■ Work to complete
1 - According to the article below on Northern Arizona University's WiNeSH Lab, how much did the National Science Foundation grant Dr. Razi this past year?
2 - Summarize the article below on Northern Arizona University's WiNeSH Lab in two sentences.
3 - From the article below on Northern Arizona University's WiNeSH Lab, reproduce the passage from "Dr. Razi is building" to "total situational awareness." word for word.

----- Document section

Located in Flagstaff, Arizona, Northern Arizona University (NAU) has been at the forefront of education for over 120 years. The university’s first graduating class in 1901 was of 4 women who received the necessary credentials to become educators themselves in the Arizona Territory. During the Great Depression, when education was seen as a luxury, NAU found a way to increase enrollment while other institutions struggled. Today NAU has the distinction of being ranked a High Research Carnegie R2 Doctoral University. Recently, the NAU’s Wireless Networking and Smart Health (WiNeSH) Lab run by Assistant Professor of Electrical Engineering and Computer Science Dr. Abolfazl Razi, has been gaining some attention due to the groundbreaking research being conducted.
In the WiNeSH Lab, Dr. Razi is working on developing predictive modeling structures through the development of Artificial Intelligence (AI) wireless protocols. These AI systems are being applied to biomedical and molecular biology systems and aerial systems. Dr. Razi’s lab has received millions in funding from many scientific back initiatives over the last 5 years. This past year he was granted $480,000 from the National Science Foundation for a project called “Proactive Inverse Learning of Network Topology for Predictive Communication among Unmanned Vehicles”. As described by Dr. Razi, “We are currently developing a new generation of AI-enabled wireless networking protocols for unmanned aerial system (UAS) by incorporating the predicted network topology into decision making at different layers of communication protocols. The goal is [sic] design new machine learning tools that models and predicts network status change, user behavioral trends, and traffic mobility in order to accommodate predictable events by taking early decisions.”
Dr. Razi is building a system in which a drone can be aware of its topology, the mathematical space it takes up in an environment. Drones that can take in their surroundings to avoid collisions are becoming the next big thing in drone development. Dr. Razi’s concept goes one step beyond sensing an environment. The code he is working on is an AI system that allows a drone to be aware of itself and the environment it encounters. As our society becomes more reliant on drones, they need to be made safer for mass use. Currently, drone progression is being held back by the fact that for them to operate autonomously, they need to have total situational awareness.

----------
----- Dataset extract

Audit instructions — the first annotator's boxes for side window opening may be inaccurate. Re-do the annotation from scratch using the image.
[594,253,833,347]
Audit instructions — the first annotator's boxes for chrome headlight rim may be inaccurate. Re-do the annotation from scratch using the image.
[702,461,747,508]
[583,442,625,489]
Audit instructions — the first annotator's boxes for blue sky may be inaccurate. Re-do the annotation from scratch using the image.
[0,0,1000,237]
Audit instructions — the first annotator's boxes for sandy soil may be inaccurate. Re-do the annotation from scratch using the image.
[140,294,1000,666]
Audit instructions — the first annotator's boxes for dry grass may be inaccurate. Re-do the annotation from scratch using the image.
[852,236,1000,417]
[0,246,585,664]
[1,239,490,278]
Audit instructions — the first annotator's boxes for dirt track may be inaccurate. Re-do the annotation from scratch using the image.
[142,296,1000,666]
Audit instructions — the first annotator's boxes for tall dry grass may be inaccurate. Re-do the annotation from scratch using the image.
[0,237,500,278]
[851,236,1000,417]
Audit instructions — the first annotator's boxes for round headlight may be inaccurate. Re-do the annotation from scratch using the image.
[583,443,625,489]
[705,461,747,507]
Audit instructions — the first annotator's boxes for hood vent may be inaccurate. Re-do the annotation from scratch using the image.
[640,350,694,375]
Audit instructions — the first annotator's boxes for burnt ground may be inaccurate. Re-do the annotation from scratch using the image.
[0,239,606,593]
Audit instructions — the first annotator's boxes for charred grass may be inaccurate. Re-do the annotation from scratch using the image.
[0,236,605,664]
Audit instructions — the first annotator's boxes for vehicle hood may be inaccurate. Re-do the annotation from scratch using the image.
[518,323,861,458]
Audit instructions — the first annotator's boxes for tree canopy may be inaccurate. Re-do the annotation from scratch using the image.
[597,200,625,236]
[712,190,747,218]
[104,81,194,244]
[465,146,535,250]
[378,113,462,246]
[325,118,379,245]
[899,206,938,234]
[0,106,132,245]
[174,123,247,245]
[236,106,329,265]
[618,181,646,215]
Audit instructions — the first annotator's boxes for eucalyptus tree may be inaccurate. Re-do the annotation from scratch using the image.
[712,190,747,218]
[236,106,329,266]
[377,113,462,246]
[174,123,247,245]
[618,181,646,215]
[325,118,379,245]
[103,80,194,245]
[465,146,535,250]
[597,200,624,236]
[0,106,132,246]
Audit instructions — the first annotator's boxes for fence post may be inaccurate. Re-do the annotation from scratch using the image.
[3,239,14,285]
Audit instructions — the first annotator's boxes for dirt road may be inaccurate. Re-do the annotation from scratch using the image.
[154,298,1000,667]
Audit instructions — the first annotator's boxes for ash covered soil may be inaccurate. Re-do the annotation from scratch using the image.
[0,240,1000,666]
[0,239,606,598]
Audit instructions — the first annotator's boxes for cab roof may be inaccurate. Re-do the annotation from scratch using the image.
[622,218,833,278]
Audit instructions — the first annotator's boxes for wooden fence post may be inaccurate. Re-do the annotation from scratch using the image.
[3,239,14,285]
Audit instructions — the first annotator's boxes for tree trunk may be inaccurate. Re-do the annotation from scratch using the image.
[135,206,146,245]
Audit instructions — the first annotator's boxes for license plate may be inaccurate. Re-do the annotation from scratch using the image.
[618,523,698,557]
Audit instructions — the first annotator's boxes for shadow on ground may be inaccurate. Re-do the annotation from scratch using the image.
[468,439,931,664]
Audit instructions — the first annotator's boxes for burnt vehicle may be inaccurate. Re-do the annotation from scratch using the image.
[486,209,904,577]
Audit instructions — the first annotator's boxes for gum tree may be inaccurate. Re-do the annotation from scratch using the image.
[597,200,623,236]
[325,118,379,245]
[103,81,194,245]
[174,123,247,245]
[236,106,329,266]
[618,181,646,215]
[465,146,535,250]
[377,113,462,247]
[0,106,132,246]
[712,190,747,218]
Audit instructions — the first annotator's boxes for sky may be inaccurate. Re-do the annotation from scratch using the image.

----------

■ Exercise answers
1 - $480,000

2 - At Northern Arizona University, a High Research Carnegie R2 Doctoral University in Flagstaff, Dr. Abolfazl Razi's WiNeSH Lab is developing AI-enabled wireless protocols for predictive modeling and has received millions in funding, including a $480,000 National Science Foundation grant for work on communication among unmanned vehicles. Dr. Razi is also building an AI system that lets a drone be aware of its topology and of the environment it encounters, since drones need total situational awareness to operate autonomously.

3 -
Dr. Razi is building a system in which a drone can be aware of its topology, the mathematical space it takes up in an environment. Drones that can take in their surroundings to avoid collisions are becoming the next big thing in drone development. Dr. Razi’s concept goes one step beyond sensing an environment. The code he is working on is an AI system that allows a drone to be aware of itself and the environment it encounters. As our society becomes more reliant on drones, they need to be made safer for mass use. Currently, drone progression is being held back by the fact that for them to operate autonomously, they need to have total situational awareness.